Tareas requeridas
• A. Responda las siguientes preguntas según el texto sobre el cadáver de Eva Perón:
(i) ¿Qué organismo se ocupó de ocultar el cadáver?
(ii) ¿Qué Papa estaba al tanto y no puso obstáculos?
(iii) ¿A qué gobierno le firmó Juana Ibarguren la autorización?
• B. Repita el pasaje del texto sobre el cadáver de Eva Perón que va desde "También encontró una" hasta "devolvieran a Perón.".
• C. Retome el texto sobre el cadáver de Eva Perón y continúelo a partir de su última oración.

Fragmento de lectura
________________

El título del libro lo dice todo: Secreto de Confesión: cómo y por qué la Iglesia ocultó el cuerpo de Eva Perón. Allí, el periodista Sergio Rubin -especializado en temas religiosos- agrega un eslabón a la novelesca historia del cadáver de Eva Perón, que el Servicio de Inteligencia del Ejército se ocupó de ocultar. Basándose en testimonios y documentos, Rubin muestra que el papel de la Iglesia a través de una orden religiosa fue clave para que los militares tuvieran éxito en esa oscura misión. Y, también, que el entonces Papa Pío XII estaba al tanto y no puso obstáculos.
También encontró una autorización que la madre de Evita, Juana Ibarguren, le firmó al gobierno del general Aramburu para que enterrara el cuerpo de su hija en un lugar “de común acuerdo”. Pero ella nunca supo dónde estaba y murió antes de que se lo devolvieran a Perón.

________________

Entradas listadas
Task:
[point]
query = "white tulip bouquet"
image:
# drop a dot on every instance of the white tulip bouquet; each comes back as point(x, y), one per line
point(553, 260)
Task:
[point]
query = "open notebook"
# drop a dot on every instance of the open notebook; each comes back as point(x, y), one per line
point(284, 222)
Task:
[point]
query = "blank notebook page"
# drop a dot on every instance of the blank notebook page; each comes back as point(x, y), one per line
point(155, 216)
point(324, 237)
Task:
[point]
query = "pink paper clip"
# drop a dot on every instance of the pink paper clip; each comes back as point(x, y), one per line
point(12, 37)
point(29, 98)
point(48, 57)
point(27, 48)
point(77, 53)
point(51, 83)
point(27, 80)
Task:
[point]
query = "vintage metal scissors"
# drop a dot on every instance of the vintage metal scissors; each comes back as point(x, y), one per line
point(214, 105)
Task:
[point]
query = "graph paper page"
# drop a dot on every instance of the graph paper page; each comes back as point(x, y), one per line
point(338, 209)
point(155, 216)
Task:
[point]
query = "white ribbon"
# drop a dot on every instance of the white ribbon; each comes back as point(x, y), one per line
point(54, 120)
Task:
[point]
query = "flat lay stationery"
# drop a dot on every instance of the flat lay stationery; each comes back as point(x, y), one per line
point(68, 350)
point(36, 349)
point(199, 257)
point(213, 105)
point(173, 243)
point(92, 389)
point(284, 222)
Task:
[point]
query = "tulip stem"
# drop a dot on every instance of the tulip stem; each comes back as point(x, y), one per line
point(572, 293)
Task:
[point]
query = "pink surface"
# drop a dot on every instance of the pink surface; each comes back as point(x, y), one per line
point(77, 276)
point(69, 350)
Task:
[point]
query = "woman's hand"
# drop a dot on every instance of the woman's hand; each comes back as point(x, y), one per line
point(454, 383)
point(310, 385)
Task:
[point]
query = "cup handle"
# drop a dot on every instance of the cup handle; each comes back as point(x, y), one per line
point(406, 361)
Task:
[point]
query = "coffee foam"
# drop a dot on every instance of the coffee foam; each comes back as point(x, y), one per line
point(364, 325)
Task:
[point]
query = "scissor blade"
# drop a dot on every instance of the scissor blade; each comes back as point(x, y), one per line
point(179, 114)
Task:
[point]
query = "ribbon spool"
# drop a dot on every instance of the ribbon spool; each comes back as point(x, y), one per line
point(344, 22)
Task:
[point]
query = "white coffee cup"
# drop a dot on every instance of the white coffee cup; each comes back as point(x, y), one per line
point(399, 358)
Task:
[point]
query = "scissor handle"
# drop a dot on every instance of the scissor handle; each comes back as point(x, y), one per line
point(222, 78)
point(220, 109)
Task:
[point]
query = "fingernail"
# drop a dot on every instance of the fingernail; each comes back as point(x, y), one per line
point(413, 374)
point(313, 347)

________________

Respuestas finales
• A.
(i) El Servicio de Inteligencia del Ejército.
(ii) Pío XII.
(iii) Al gobierno del general Aramburu.

• B.
También encontró una autorización que la madre de Evita, Juana Ibarguren, le firmó al gobierno del general Aramburu para que enterrara el cuerpo de su hija en un lugar “de común acuerdo”. Pero ella nunca supo dónde estaba y murió antes de que se lo devolvieran a Perón.

• C.
El libro -donde estos hechos se narran de manera apasionante- salió en 2002, se reeditó en 2011 y vuelve a ser reeditado ahora, cuando -este 26- se cumplen 70 años de la muerte de Eva Perón. Aquí, Rubin explica a Infobae Leamos qué pasó y luego ofrecemos algunos fragmentos de esa investigación.
-¿Cuál fue concretamente el papel de la Iglesia en el ocultamiento del cadáver de Evita y cuáles fueron sus motivaciones?
-Tras la Revolución Libertadora, allá por fines de 1955, el cadáver de Eva Perón era una especie de bomba política para la dictadura militar. Como parte de la ofensiva para borrar todo signo peronista había quienes querían destruirlo. Pero también porque temían que el cuerpo fuese robado por los peronistas para usarlo como bandera de una contrarrevolución. En ese contexto surgió un plan urdido entre el Ejército y la Iglesia para esconder el cuerpo fuera del país bajo un nombre falso al cuidado de una orden religiosa. De esa manera, se les escamoteaba a los peronistas su principal emblema y se evitaba que el cadáver fuese destruido. Ambas cosas, objetivamente, ocurrieron.
-¿De qué modo lo implementaron?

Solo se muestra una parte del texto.